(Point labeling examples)
[Start]

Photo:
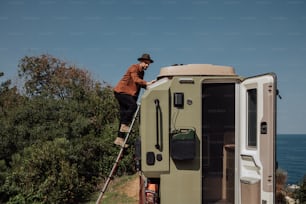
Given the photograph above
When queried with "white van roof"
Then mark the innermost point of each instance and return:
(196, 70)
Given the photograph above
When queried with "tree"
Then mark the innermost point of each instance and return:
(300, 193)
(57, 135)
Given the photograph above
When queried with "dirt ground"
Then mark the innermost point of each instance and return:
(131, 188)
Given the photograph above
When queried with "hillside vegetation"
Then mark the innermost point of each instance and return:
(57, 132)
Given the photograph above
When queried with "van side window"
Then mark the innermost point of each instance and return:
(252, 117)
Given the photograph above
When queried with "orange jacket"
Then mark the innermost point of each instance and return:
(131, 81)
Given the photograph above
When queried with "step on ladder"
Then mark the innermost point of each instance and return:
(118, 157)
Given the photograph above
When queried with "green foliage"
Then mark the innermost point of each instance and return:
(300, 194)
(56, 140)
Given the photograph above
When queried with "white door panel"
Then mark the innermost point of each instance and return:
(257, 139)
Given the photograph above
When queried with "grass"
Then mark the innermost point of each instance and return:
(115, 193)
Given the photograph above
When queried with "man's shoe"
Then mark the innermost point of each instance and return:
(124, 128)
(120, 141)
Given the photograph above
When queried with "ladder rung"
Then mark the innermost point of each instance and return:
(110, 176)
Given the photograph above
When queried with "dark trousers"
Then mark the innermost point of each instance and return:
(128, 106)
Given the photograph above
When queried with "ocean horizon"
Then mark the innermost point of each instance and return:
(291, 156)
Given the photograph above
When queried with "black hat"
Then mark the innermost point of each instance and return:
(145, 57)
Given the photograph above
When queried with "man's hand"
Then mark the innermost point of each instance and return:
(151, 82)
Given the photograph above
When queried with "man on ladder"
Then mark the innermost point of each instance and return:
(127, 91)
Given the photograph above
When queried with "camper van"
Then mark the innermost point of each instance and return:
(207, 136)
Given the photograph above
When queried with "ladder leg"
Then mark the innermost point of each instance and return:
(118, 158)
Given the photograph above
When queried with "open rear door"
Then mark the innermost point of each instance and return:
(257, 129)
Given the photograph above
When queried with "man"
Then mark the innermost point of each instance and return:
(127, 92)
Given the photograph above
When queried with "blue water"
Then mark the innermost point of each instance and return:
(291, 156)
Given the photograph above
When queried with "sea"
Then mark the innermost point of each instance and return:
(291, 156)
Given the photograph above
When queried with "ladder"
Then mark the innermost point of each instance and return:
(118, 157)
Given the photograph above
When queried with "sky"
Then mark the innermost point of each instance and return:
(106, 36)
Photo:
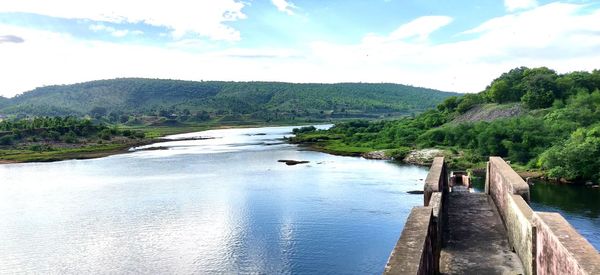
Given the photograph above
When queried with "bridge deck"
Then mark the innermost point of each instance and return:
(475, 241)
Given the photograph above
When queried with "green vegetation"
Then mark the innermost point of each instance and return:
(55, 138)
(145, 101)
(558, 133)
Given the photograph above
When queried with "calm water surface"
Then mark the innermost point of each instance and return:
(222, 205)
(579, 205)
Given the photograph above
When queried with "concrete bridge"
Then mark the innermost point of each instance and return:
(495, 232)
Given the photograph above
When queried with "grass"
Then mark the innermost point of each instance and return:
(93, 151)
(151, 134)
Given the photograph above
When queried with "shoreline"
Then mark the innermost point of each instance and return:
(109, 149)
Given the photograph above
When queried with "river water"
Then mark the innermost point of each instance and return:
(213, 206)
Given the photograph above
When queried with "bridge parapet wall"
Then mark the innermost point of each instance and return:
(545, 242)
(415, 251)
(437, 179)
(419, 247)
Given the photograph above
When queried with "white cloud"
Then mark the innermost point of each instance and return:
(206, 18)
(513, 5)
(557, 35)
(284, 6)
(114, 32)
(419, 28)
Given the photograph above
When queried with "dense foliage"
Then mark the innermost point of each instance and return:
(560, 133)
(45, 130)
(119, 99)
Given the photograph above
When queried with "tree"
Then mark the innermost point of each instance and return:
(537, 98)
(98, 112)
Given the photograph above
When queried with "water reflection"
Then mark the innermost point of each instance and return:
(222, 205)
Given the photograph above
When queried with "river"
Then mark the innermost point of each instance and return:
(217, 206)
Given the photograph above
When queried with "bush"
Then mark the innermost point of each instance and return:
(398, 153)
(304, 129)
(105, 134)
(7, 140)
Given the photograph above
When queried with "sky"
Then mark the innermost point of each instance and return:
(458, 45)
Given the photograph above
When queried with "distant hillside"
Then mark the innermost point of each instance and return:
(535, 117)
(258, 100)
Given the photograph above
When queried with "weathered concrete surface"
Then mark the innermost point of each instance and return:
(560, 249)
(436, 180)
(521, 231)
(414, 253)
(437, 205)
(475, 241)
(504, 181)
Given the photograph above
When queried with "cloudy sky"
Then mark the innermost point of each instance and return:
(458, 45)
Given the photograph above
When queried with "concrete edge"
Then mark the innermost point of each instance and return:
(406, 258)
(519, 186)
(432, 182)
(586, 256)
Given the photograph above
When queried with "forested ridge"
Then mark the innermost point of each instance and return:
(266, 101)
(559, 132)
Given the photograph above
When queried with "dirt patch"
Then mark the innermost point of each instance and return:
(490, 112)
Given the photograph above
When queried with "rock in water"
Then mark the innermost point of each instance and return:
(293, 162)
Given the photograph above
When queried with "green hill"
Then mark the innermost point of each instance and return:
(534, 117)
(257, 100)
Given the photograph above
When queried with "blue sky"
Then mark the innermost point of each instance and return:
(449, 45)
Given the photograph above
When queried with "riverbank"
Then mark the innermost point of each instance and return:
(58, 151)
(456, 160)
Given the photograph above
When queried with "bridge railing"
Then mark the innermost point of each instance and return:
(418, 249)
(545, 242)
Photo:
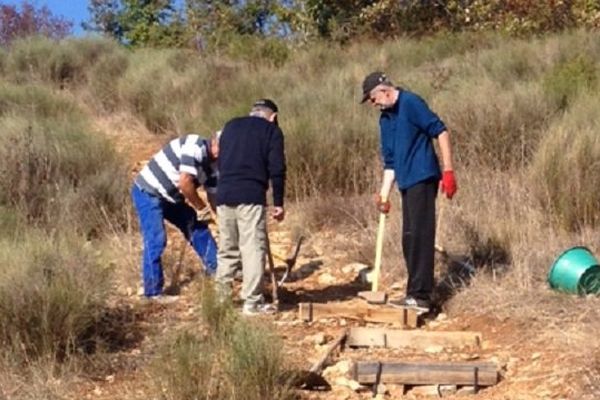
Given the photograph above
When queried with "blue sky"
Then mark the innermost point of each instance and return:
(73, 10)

[End]
[Start]

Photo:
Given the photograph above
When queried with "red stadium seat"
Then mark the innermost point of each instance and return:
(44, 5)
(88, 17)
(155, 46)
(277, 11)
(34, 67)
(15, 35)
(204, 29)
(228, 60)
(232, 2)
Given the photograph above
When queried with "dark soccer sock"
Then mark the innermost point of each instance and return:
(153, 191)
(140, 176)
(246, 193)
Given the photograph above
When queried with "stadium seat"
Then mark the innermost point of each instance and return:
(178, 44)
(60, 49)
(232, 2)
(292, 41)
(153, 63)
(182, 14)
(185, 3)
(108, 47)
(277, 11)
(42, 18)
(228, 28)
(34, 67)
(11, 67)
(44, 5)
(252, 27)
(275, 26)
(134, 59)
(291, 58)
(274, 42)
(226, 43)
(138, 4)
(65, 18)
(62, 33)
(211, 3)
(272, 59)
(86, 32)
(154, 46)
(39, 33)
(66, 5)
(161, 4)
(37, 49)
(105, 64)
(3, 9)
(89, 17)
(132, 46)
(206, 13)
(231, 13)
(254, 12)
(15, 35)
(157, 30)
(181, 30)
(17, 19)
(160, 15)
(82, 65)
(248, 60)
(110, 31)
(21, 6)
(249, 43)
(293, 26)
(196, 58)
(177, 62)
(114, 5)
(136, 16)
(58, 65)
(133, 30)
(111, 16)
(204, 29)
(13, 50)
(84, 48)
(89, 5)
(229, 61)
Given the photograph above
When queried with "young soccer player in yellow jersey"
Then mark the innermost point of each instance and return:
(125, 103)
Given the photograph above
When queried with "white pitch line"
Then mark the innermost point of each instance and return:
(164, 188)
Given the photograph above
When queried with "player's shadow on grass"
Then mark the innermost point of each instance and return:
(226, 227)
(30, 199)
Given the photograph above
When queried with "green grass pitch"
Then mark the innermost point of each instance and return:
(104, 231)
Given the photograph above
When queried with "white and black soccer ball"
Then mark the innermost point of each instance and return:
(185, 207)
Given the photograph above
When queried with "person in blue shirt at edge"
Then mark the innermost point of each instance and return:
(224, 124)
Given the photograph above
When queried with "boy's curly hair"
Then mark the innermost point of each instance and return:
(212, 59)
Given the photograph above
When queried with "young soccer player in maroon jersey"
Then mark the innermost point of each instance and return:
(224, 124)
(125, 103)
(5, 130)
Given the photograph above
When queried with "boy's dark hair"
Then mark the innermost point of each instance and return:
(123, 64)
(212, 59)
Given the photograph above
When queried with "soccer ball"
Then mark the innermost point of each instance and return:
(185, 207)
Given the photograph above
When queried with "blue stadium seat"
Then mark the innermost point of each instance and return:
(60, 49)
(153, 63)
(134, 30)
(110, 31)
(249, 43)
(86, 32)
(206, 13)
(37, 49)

[End]

▶ _Your instructions_
Pull out every line of the records that contains the word "young".

▶ _Answer for this exercise_
When queried with "young soccer player in yellow jersey"
When queried with "young soccer player in maroon jersey"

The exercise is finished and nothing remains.